◆ **Given task A**
From the thread on feeding goats, copy everything from "vicki does the" down to "interesting to me." without changing anything.

◆ **Passage**
##########
I don't feed baking soda because my girls don't get molassas in their grain and good cured grass hay has natural bicarb in it.
My bucks rarely get grain, they live on alfalfa pellets, grass hay, minerals and live in the woods, before and after being used they get a very simple meat goat pellet that contains ammonium chloride for urinary calculi.

The 2 to 1 ratio for goats is of course old cow information...I would bet a much better rule of thumb is at least 5 to 1. Especially in dairygoats. Vicki


----------



## chris30523 (Jun 11, 2005)

vicki does the mineral you use have kelp and yeast in it. What is it called? I have been using the sweetlix meat maker mineral as the only other one I can find is cattle mineral.


----------



## Terre d'Esprit (Aug 31, 2004)

Vicki-

I'm curious about the Ca ratio that you mention. Every seminar that I have attended on goat nutrition, from the Kent Feeds Research Farm to Langston University online has noted a 2:1 ratio. Merck Veterinary Manual even notes a lower ratio being acceptable (1.2-1.5:1).

Can you elaborate more? This is very interesting to me.

Thanks!

T


----------



## Vicki McGaugh TX Nubians (May 6, 2002)
##########
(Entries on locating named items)
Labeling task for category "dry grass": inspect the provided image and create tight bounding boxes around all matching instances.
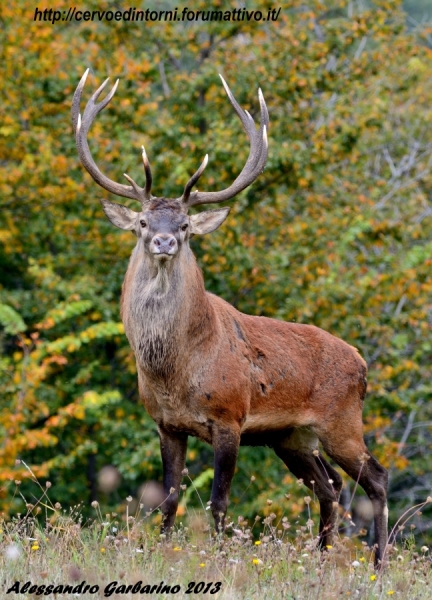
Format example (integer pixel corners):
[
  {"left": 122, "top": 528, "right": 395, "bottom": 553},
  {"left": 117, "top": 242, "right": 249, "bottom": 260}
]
[{"left": 0, "top": 472, "right": 432, "bottom": 600}]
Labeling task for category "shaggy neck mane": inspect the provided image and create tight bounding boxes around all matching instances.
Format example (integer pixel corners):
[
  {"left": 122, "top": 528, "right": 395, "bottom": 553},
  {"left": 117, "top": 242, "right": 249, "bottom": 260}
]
[{"left": 122, "top": 241, "right": 215, "bottom": 379}]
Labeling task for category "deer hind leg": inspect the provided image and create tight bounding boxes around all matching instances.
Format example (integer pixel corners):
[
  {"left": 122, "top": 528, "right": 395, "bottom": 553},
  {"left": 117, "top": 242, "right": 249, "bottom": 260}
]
[
  {"left": 274, "top": 430, "right": 342, "bottom": 549},
  {"left": 210, "top": 423, "right": 240, "bottom": 532},
  {"left": 321, "top": 429, "right": 388, "bottom": 567}
]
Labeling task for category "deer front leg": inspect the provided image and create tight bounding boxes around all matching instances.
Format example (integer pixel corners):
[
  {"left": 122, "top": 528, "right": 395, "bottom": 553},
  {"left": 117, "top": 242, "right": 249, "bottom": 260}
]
[
  {"left": 159, "top": 427, "right": 187, "bottom": 533},
  {"left": 211, "top": 424, "right": 240, "bottom": 532}
]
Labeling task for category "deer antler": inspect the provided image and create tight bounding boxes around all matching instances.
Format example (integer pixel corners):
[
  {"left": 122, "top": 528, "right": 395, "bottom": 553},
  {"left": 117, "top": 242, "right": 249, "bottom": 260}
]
[
  {"left": 180, "top": 75, "right": 269, "bottom": 208},
  {"left": 72, "top": 69, "right": 152, "bottom": 204}
]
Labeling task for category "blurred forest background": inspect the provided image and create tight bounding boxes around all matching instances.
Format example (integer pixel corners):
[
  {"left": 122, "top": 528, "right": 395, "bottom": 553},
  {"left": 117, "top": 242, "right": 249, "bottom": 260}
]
[{"left": 0, "top": 0, "right": 432, "bottom": 537}]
##########
◆ **Given task B**
Pull out every line of the records that contains the string "deer". Matching is case-sensitive.

◆ **Written solution A**
vicki does the mineral you use have kelp and yeast in it. What is it called? I have been using the sweetlix meat maker mineral as the only other one I can find is cattle mineral.


----------



## Terre d'Esprit (Aug 31, 2004)

Vicki-

I'm curious about the Ca ratio that you mention. Every seminar that I have attended on goat nutrition, from the Kent Feeds Research Farm to Langston University online has noted a 2:1 ratio. Merck Veterinary Manual even notes a lower ratio being acceptable (1.2-1.5:1).

Can you elaborate more? This is very interesting to me.

◆ **Written solution B**
Labeling task for category "deer hind leg": inspect the provided image and create tight bounding boxes around all matching instances.
Labeling task for category "deer front leg": inspect the provided image and create tight bounding boxes around all matching instances.
Labeling task for category "deer antler": inspect the provided image and create tight bounding boxes around all matching instances.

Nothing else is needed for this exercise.